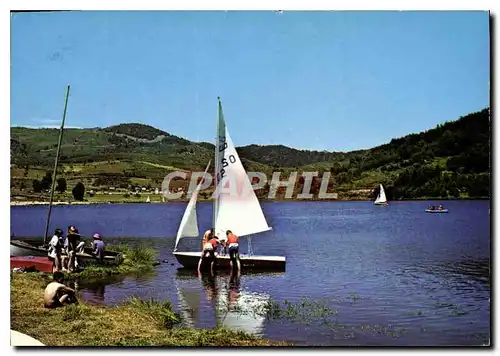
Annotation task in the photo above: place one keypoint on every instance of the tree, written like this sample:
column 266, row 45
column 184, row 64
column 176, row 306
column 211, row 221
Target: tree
column 37, row 186
column 61, row 185
column 78, row 191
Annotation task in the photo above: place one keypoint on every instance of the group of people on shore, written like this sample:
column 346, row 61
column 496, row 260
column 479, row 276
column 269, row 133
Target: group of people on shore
column 62, row 250
column 211, row 246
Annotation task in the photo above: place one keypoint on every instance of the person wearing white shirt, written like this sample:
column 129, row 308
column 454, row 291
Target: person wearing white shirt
column 54, row 251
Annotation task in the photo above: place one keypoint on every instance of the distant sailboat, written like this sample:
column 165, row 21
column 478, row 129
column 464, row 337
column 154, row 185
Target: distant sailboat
column 381, row 199
column 240, row 213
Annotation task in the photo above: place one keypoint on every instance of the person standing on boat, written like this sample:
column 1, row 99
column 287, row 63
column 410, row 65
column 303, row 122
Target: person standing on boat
column 57, row 294
column 208, row 252
column 207, row 236
column 54, row 250
column 233, row 249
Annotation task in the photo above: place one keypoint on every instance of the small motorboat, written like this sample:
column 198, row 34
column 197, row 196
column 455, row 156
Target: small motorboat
column 436, row 210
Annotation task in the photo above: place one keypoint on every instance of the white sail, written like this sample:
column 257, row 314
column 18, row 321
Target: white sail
column 381, row 199
column 236, row 206
column 189, row 222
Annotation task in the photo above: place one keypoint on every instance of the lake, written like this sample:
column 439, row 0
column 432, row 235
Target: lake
column 356, row 274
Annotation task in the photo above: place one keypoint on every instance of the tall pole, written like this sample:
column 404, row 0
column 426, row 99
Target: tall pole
column 45, row 236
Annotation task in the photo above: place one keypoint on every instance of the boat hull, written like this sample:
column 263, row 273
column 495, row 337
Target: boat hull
column 269, row 263
column 20, row 248
column 38, row 263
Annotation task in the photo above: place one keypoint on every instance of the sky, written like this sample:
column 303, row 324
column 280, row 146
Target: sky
column 335, row 81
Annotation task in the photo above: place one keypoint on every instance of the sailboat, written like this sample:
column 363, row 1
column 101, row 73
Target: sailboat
column 19, row 248
column 22, row 248
column 381, row 199
column 239, row 212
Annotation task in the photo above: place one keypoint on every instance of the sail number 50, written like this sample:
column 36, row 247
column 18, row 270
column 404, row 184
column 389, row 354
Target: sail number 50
column 231, row 159
column 222, row 173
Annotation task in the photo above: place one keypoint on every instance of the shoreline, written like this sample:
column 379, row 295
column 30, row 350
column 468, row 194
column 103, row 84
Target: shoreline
column 38, row 203
column 147, row 322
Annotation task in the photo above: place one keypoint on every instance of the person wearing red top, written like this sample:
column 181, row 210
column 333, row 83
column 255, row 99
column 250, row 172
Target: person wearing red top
column 209, row 246
column 233, row 249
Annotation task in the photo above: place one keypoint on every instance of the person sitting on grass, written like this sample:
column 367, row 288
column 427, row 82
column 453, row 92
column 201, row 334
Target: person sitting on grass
column 54, row 250
column 57, row 294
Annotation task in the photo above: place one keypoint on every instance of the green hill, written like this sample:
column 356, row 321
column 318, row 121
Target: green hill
column 451, row 160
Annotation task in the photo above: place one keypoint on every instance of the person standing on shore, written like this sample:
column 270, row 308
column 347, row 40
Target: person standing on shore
column 98, row 247
column 55, row 248
column 74, row 246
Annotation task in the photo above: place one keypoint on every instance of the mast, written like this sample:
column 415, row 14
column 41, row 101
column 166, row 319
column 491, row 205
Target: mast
column 216, row 166
column 45, row 236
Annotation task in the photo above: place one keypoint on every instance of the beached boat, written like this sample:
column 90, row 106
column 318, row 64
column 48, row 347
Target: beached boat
column 19, row 248
column 24, row 248
column 381, row 198
column 239, row 212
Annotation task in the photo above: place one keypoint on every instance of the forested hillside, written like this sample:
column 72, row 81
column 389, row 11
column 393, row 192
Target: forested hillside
column 451, row 160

######

_Description of the task_
Return the lines starting at the beginning of the records and ending at the line that contains "column 54, row 251", with both ends included, copied exactly. Leave the pictures out of your answer.

_Task output_
Annotation task in the photo above: place one keypoint on every instance of the tree, written like this sample:
column 266, row 45
column 184, row 64
column 176, row 306
column 211, row 221
Target: tree
column 37, row 186
column 61, row 185
column 78, row 191
Annotation task in the photo above: place one keypoint on every instance of the group of people on shore, written like this sample:
column 346, row 61
column 496, row 260
column 479, row 276
column 269, row 133
Target: group of people on shore
column 62, row 250
column 211, row 246
Annotation task in the photo above: place one keypoint on every instance of the person wearing white shirt, written like this sample:
column 129, row 308
column 454, row 291
Target: person wearing white shirt
column 54, row 251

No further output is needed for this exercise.